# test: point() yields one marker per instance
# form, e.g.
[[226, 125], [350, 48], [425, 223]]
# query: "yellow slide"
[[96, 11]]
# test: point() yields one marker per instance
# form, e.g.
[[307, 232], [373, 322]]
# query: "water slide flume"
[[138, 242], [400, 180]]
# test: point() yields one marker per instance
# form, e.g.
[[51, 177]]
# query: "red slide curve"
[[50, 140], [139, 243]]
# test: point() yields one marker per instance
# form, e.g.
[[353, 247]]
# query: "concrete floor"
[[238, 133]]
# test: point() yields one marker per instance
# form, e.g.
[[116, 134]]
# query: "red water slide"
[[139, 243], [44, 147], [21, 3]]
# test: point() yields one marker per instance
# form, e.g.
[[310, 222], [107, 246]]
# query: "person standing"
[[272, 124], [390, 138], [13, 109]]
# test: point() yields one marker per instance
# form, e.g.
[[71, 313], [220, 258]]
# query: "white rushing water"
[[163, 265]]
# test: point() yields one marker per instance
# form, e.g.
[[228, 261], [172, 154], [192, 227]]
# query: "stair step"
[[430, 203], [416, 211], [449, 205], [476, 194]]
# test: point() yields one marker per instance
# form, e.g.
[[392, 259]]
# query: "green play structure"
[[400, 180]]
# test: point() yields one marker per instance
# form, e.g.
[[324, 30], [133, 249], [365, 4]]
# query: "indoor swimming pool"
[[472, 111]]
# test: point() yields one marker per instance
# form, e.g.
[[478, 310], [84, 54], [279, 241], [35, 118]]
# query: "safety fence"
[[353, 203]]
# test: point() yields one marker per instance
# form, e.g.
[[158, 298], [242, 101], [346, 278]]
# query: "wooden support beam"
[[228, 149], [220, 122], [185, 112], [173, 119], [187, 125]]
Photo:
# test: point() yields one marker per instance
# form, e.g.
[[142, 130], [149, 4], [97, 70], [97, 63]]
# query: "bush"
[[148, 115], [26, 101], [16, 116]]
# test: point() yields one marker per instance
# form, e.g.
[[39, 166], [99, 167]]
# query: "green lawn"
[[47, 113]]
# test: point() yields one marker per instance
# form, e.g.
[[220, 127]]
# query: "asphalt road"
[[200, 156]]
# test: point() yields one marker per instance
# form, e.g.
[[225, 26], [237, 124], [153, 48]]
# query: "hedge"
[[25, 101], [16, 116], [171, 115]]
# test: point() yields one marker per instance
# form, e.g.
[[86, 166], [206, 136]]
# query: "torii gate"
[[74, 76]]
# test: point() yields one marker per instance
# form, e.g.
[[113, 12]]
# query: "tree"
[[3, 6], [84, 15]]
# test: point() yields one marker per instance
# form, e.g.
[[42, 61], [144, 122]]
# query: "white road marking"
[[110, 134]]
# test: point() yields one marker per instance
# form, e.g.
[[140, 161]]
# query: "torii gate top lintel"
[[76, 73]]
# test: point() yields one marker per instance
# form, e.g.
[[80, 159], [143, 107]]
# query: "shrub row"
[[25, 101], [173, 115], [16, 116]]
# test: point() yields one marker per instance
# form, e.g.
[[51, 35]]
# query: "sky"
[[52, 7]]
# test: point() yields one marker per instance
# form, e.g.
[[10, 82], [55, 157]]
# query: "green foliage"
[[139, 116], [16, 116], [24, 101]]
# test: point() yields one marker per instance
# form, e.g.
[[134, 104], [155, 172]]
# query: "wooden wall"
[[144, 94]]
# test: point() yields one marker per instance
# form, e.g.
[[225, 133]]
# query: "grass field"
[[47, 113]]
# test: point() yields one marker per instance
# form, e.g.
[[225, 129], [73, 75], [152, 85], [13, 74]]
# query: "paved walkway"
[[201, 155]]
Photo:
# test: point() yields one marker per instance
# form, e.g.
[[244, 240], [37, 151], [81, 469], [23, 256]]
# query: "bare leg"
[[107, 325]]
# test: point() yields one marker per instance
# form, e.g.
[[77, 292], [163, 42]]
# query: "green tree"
* * *
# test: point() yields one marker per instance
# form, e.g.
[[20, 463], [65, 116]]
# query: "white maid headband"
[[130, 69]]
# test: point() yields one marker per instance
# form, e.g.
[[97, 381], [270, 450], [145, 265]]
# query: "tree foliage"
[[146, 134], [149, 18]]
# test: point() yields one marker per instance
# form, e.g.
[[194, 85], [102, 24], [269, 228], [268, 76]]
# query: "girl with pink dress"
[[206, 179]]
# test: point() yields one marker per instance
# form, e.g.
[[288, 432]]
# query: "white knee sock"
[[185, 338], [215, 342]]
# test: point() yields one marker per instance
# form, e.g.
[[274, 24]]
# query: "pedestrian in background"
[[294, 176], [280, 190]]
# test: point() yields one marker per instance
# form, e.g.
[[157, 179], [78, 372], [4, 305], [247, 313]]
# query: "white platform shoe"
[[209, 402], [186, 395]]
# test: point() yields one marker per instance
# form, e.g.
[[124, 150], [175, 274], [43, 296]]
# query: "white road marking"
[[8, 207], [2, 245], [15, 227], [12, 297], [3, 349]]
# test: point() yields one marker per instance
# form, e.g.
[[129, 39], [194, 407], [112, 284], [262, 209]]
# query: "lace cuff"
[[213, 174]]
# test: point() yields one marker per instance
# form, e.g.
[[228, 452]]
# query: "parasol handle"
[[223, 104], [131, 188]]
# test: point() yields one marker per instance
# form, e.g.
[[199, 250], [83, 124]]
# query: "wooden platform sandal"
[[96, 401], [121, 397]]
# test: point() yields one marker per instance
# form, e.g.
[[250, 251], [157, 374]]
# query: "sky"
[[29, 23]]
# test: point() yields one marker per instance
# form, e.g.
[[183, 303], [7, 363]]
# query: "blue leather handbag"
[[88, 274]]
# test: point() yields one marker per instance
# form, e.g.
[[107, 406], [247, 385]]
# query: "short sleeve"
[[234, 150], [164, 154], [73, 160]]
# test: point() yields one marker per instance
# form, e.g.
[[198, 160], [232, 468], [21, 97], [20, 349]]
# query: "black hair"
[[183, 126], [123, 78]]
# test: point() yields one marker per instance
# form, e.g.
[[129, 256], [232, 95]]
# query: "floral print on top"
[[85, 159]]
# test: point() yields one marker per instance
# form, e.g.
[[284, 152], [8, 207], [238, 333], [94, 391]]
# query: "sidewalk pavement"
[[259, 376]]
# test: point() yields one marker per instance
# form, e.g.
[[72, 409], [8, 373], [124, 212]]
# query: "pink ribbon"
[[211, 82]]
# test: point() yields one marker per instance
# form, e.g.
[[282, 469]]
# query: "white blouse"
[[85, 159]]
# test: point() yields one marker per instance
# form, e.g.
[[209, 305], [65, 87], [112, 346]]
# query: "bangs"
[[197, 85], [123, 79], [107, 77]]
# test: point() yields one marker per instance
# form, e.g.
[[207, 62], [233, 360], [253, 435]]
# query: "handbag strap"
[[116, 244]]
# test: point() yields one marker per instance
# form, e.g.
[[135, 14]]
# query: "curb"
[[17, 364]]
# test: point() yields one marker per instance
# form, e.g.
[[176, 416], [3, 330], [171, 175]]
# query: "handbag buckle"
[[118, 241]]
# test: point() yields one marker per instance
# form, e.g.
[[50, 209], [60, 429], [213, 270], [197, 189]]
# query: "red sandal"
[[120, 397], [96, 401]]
==
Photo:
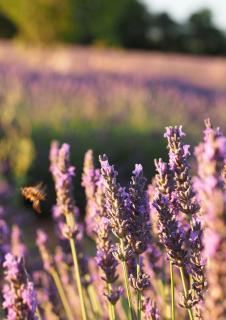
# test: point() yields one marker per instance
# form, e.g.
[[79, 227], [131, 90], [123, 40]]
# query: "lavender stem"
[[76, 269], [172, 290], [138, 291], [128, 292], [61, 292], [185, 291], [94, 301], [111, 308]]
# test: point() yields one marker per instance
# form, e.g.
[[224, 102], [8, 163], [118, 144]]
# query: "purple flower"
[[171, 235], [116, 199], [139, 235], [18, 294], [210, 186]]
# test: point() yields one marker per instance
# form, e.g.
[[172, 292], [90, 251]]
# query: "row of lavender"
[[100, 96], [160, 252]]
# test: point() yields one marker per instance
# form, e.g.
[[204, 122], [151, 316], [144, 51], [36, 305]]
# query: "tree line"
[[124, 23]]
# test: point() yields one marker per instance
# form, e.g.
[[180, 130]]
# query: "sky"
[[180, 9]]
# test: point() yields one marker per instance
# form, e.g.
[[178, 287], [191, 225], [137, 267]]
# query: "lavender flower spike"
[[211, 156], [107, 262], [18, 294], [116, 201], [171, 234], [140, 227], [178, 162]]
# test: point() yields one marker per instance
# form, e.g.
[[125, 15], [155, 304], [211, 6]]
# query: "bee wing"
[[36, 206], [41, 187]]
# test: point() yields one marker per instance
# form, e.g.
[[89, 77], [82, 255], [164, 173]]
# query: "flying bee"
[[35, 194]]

Work instruction:
Return the span of lines in the data above that opens at the line with "[[157, 179], [78, 372], [4, 305], [247, 313]]" and closes at the line with "[[250, 251], [157, 374]]", exactly, ends included, nothing else.

Solved exercise:
[[157, 179], [78, 372], [4, 305], [247, 313]]
# query: "white platform shoe"
[[209, 402], [186, 395]]
# test: point() yields one marker per instance
# form, e.g.
[[124, 150], [175, 274], [43, 296]]
# query: "white road marking"
[[8, 207], [2, 245], [15, 227], [12, 297], [3, 349]]
# test: point() yields one marker per instance
# form, e.g.
[[129, 39], [194, 407], [112, 284], [262, 209]]
# query: "lace cuff"
[[213, 174]]
# test: point() yields one marker per instance
# form, e.g.
[[228, 452]]
# query: "parasol handle"
[[223, 104], [131, 188]]
# test: point() yields one marker per instance
# form, e.g.
[[199, 250], [83, 124]]
# query: "wooden platform sandal"
[[96, 401], [121, 397]]
# test: point() yields one marker per instance
# form, e.g.
[[250, 251], [157, 374]]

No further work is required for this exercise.